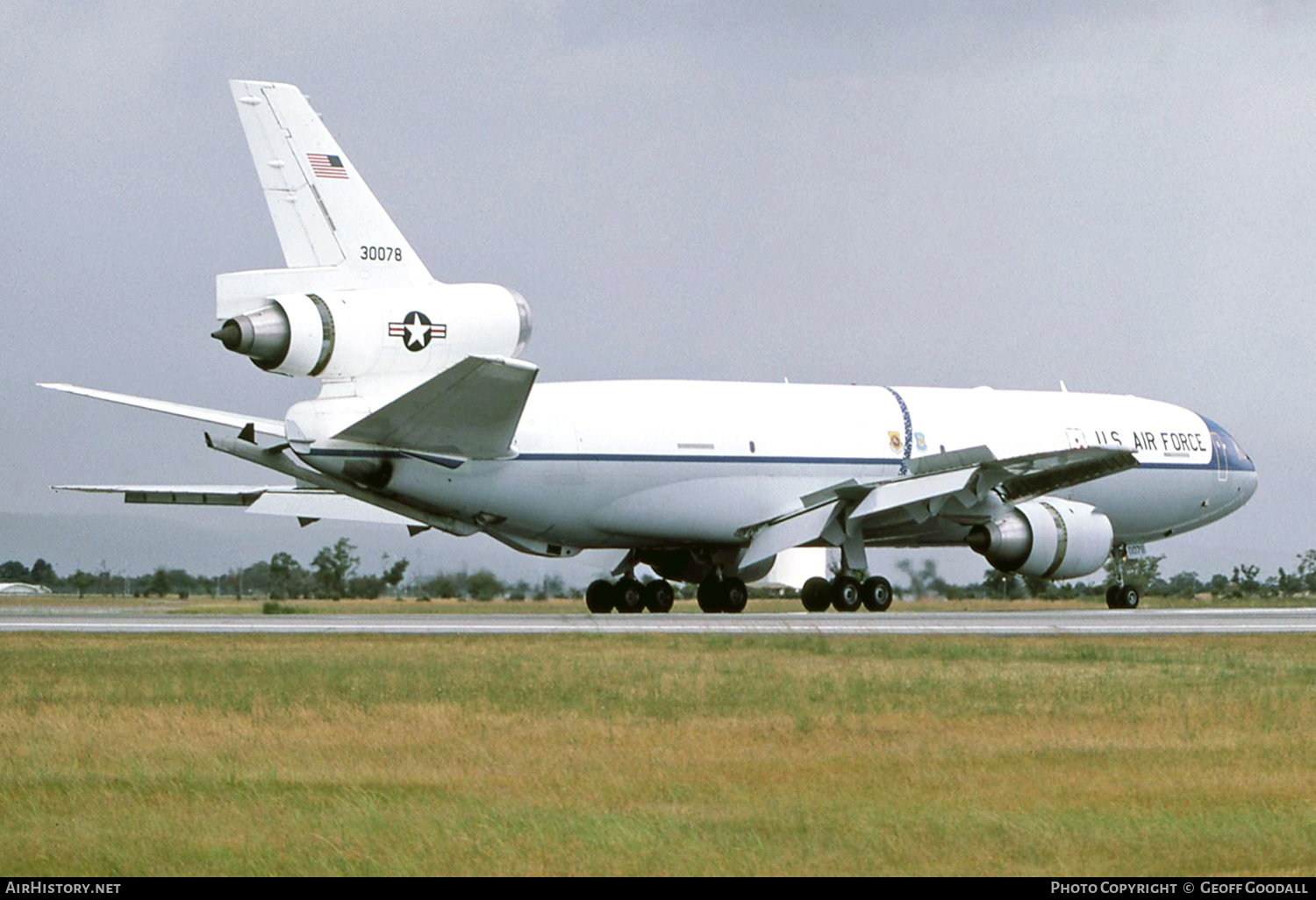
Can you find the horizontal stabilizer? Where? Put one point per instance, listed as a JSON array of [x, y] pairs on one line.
[[470, 411], [268, 500], [199, 413]]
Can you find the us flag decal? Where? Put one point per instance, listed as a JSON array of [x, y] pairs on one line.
[[416, 331], [326, 166]]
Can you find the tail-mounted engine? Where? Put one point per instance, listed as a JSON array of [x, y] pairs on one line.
[[1047, 539], [341, 334]]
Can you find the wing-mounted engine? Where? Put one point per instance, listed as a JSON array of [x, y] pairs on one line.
[[386, 332], [1047, 537]]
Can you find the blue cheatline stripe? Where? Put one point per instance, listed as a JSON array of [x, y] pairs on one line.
[[642, 457], [658, 457]]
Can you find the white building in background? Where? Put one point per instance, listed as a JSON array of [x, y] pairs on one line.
[[795, 566], [20, 589]]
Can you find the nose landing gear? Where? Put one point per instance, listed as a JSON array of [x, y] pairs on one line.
[[1120, 595]]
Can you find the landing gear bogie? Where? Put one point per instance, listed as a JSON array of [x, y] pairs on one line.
[[1121, 596], [626, 595], [599, 597], [816, 594], [658, 596], [876, 594]]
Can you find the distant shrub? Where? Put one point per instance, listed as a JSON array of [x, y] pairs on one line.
[[275, 608]]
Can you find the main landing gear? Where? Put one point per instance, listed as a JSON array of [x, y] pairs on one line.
[[718, 594], [847, 594], [628, 595], [1120, 595]]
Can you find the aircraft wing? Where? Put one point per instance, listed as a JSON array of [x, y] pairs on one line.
[[200, 413], [307, 504], [965, 478], [470, 410]]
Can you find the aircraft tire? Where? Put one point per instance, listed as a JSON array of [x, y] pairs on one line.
[[734, 595], [658, 596], [1121, 597], [628, 594], [599, 596], [845, 594], [816, 594], [876, 594], [711, 595]]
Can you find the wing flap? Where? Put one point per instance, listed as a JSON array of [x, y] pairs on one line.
[[199, 413], [470, 411], [965, 476]]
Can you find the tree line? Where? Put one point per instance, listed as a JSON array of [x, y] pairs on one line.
[[334, 573]]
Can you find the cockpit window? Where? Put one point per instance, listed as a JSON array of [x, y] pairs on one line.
[[1237, 460]]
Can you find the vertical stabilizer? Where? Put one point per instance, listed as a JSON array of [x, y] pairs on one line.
[[324, 213]]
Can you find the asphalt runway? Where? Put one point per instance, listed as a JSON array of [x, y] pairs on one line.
[[1060, 623]]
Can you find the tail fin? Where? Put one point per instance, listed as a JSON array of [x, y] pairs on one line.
[[323, 211]]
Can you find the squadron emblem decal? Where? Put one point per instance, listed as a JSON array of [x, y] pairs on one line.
[[416, 331]]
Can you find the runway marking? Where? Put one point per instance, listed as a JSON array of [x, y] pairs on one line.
[[1024, 623]]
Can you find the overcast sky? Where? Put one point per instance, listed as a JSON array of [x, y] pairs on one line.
[[1115, 195]]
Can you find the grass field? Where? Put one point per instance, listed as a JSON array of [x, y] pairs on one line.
[[411, 605], [274, 755]]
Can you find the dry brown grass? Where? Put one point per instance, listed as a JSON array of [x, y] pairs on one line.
[[637, 755]]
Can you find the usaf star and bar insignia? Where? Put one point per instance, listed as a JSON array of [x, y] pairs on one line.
[[416, 331]]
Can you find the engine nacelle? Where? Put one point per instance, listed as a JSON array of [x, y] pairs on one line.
[[341, 334], [1047, 539]]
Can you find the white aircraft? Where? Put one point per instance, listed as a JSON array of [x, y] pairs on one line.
[[426, 418]]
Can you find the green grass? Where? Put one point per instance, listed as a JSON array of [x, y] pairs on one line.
[[411, 605], [655, 754]]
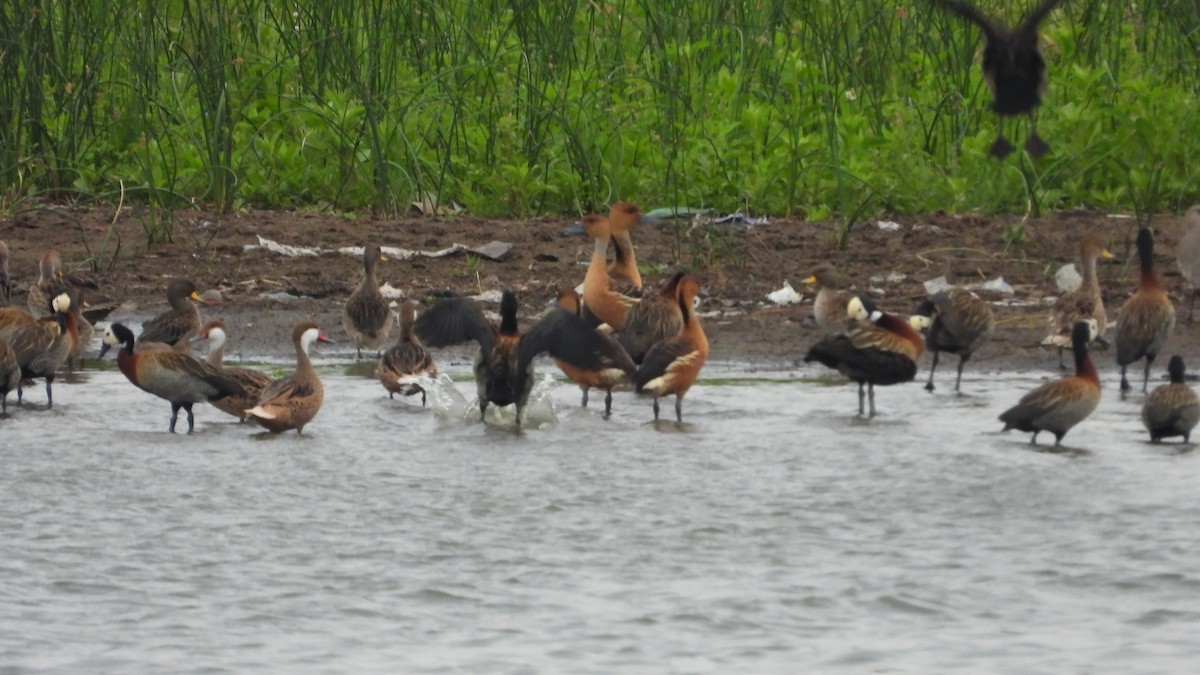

____________

=== GIVEN PROBLEM ===
Render every line of the records above as a numbered list, omitting the pictures and any blank lines.

=== TASK ANSWER ===
1. Can you find the horizontal stabilizer? Where? Put one point per instance, listed as a JSON array of [x, y] pairs on one line.
2. [[470, 411], [268, 500], [199, 413]]
3. Can you find the us flag decal? Where? Put one point per instance, listed as a JSON array of [x, y] pairs on one line.
4. [[416, 331], [326, 166]]
5. Can you find the tail-mounted engine? Where? Put one point per instance, listed as a JSON array of [x, y] pairs on one line.
6. [[1047, 539], [341, 334]]
7. Can you find the wing-mounted engine? Where? Put one point per instance, listed as a JSON array of [x, y] pairs on one line.
8. [[386, 332], [1047, 537]]
9. Can you find the blue cheatline stripe? Where? Put one point per instance, listed as a JSON array of [x, y] pairs on one line.
10. [[642, 457], [658, 457]]
11. Can you find the white building in background? Where? Put one point per instance, listed as a JSON array of [x, y] pairs on one line.
12. [[795, 566], [20, 589]]
13. Can you find the nose landing gear? Where? Put one point per instance, listed as a JSON array of [x, y] pairs on one line.
14. [[1120, 595]]
15. Can you find the landing gear bogie? Where? Put one point per instance, listed as a JSON array of [x, y] pairs on one line.
16. [[1121, 596], [626, 595], [599, 597], [816, 594], [658, 596], [876, 594]]
17. Can you find the distant shrub? Where? Put one point per instance, listed as a JSON array of [x, y] pairs on one line.
18. [[275, 608]]
19. Can you find the main landing gear? Where? Put one point per instance, listed as a JSON array of [x, y] pairs on one line.
20. [[718, 594], [847, 594], [628, 595], [1120, 595]]
21. Can you find the aircraft wing? Where? Put one point per instance, listed as a JSON array of [x, y] pairs on one line.
22. [[200, 413], [307, 504], [965, 478], [470, 410]]
23. Can you find the aircraft tire? Where? Put one point per instance, listed as a JSON array of [x, y] pairs on one line.
24. [[734, 595], [658, 596], [1121, 597], [628, 594], [599, 596], [845, 594], [816, 594], [876, 594], [711, 595]]
25. Can you find the wing flap? Where? Put one point per instance, listed as a JSON array of [x, y] pairs on one line.
26. [[199, 413], [470, 411], [965, 476]]
27. Can you find the tree line? Where? Put one point per instance, listed as a JSON array of [x, y] pairs on one line.
28. [[334, 573]]
29. Can you find the cockpit window? Where? Put one point per instance, listed as a JSON array of [x, y] pairs on one line.
30. [[1237, 460]]
31. Can you find the vertical stabilizer? Where? Put one point per instance, listed as a JSON array of [x, y] pairs on one line.
32. [[324, 213]]
33. Can you find the asphalt runway? Where? Put one point per instance, listed as a JSON array of [x, y] pairs on one line.
34. [[1060, 623]]
35. Can you find the tail fin? Where? Put one point per instance, listed as a JSON array of [x, y] pairs on one line.
36. [[323, 211]]
37. Can you find the squadron emblem decal? Where? Put one point per instance, listed as a JSON array of [x, y] pairs on one line.
38. [[416, 331]]
39. Can you find the runway marking? Where? Put one point per instance, listed as a JSON array of [x, y] pairs on one line.
40. [[1024, 623]]
41. Can you find the overcast sky? Where? Put one point per instance, listed as a JSON array of [x, y] pairs on one line.
42. [[1115, 195]]
43. Can you find the grass field? Where? Put one point per instance, listed as a JSON array of [x, y] pairs on one line.
44. [[411, 605], [274, 755]]
45. Can you find the dry brown grass? Where? Put one point per instance, listed as a JSON array of [x, y] pairs on one line.
46. [[637, 755]]
47. Can you find the usaf star and bar insignia? Where? Put one point per instance, listed as a JSON array of [x, y] pairs on one line.
48. [[416, 331]]
49. Can you find the engine nacelle? Where? Put one point per instance, listed as a JSON array of [x, y] pairs on one line.
50. [[341, 334], [1047, 539]]
51. Can you find the white aircraft? Where? Put one point per instance, listed as a JSON array of [x, y] pairs on one line.
52. [[426, 418]]
53. Can you find the green grass? Where? Put one point per instance, listed as a JSON array of [x, y] pairs on one line.
54. [[411, 605], [655, 754]]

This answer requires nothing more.